Extract:
########

I must say, I am confused about what's really true in the Terri Schiavo case. And I am heartsick on the death watch of a woman whose wishes we do not know as she suffers and dies.
I've spent much time in the past few days reading court documents, conflicting medical opinions, charges and counter-charges and I will write more later. I've not wanted to add much until I was clearer in my own thinking and in my own conclusions.
In the end, it may be that Terri Schiavo got due process, she didn't get justice.
Note that I've already begun speaking of Terri in the past tense for she will surely die of dehydration.
She didn't receive a proper medical diagnosis.
Her guardian did not insure her proper care in the last few years.
We do not know what she would have wanted.
She was not terminal or dying prior to the removal of the feeding tube.
To quote Rabbi Marc Geller, "She is not at death's door. All this sound and fury is about cruelly bringing the door to her."

########

Records:
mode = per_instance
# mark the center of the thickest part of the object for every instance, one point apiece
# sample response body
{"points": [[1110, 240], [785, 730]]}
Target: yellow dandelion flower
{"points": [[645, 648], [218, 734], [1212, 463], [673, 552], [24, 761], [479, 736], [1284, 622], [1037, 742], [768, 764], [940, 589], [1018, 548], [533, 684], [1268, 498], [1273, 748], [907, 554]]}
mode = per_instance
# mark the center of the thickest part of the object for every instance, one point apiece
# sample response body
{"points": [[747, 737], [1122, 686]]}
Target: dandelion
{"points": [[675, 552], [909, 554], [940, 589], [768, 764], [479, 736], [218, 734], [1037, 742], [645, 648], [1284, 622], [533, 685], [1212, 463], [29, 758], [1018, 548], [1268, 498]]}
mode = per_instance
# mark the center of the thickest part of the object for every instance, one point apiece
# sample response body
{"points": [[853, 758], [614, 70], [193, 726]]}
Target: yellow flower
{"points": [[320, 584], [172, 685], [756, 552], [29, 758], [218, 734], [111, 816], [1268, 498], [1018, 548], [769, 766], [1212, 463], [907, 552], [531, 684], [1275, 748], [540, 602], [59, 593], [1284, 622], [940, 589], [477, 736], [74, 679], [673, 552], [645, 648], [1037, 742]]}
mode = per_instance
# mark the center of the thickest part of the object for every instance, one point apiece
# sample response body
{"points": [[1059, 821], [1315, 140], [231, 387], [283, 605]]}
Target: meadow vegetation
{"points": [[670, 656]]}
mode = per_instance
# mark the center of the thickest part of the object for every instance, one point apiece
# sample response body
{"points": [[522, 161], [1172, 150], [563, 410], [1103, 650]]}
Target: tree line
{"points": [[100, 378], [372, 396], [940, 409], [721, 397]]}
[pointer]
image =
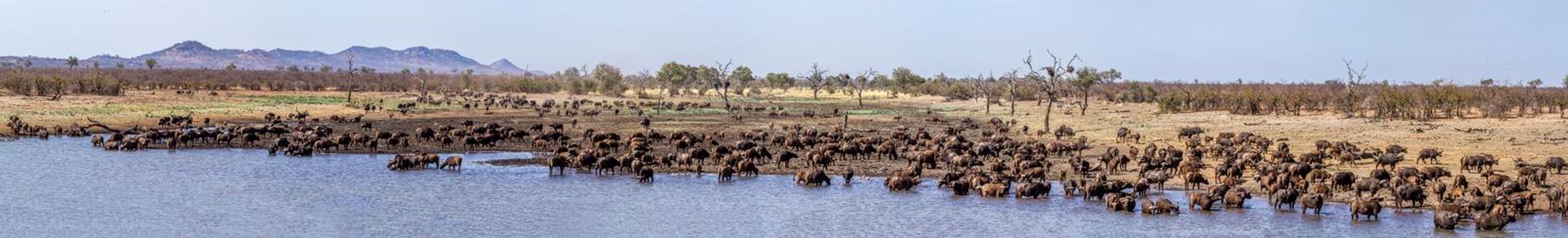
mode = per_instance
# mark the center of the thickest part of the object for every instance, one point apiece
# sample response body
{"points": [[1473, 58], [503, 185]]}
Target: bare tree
{"points": [[816, 79], [350, 79], [1354, 77], [979, 85], [1012, 91], [860, 84], [720, 80], [1051, 82]]}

########

Problem details:
Answer these questions about the text on the Terri Schiavo case:
(a) What has the writer spent much time reading in the past few days?
(b) What does the writer say Terri Schiavo will surely die of?
(c) Whom does the writer quote at the end?

Exercise answer:
(a) Court documents, conflicting medical opinions, and charges and counter-charges.
(b) Dehydration.
(c) Rabbi Marc Geller.